● **Tujuan A**: Tuliskan semua nama dewa yang muncul dalam kutipan tentang asal usul wayang, dengan ejaan yang sama seperti di teks.

● **Kutipan Halaman**:
########

Asal Usul Wayang
Sebelum
kebudayaan Hindu memasuki wilayah nusantara, khususnya pulau Jawa,
kesenian wayang sudah ada (dalam bentuknya yang asli).
Kemudian
kesenian wayang mulai berkembang saat masa Hindu Jawa. Masa Hindu Jawa
adalah masa transisi masyarakat Jawa ketika itu masih belum melepaskan
sepenuhnya tradisi animisme dan dinamisme.
Menurut
Kitab Centini, tentang asal-usul wayang Purwa disebutkan bahwa kesenian
wayang, mula-mula sekali diciptakan oleh Raja Jayabaya dari Kerajaan
Mamenang/Kediri.
Sekitar
abad ke 10 Raja Jayabaya berusaha menciptakan gambaran dari roh
leluhurnya dan digoreskan di atas daun lontar. Bentuk gambaran wayang
tersebut ditiru dari gambaran relief cerita Ramayana pada Candi
Penataran di Blitar. Ceritera Ramayana sangat menarik perhatiannya
karena Jayabaya termasuk penyembah Dewa Wisnu yang setia, bahkan oleh
masyarakat dianggap sebagai penjelmaan atau titisan Batara Wisnu. Figur
tokoh yang digambarkan untuk pertama kali adalah Batara Guru atau Sang
Hyang Jagadnata yaitu perwujudan dari Dewa Wisnu.

########

● **Bahan Latihan**:
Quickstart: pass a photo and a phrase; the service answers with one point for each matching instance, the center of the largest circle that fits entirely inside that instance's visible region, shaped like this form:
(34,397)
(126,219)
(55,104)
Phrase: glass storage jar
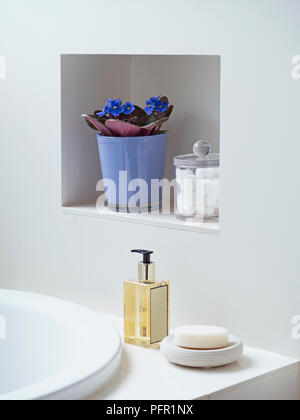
(198,184)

########

● **Tujuan B**: Salin ulang semua baris pada bahan latihan tanpa mengubah apa pun, tetapi jangan ikutkan gambarnya.

● **Jawaban Tertulis A**: Dewa Wisnu, Batara Wisnu, Batara Guru, Sang Hyang Jagadnata

● **Jawaban Tertulis B**:
Quickstart: pass a photo and a phrase; the service answers with one point for each matching instance, the center of the largest circle that fits entirely inside that instance's visible region, shaped like this form:
(34,397)
(126,219)
(55,104)
Phrase: glass storage jar
(198,184)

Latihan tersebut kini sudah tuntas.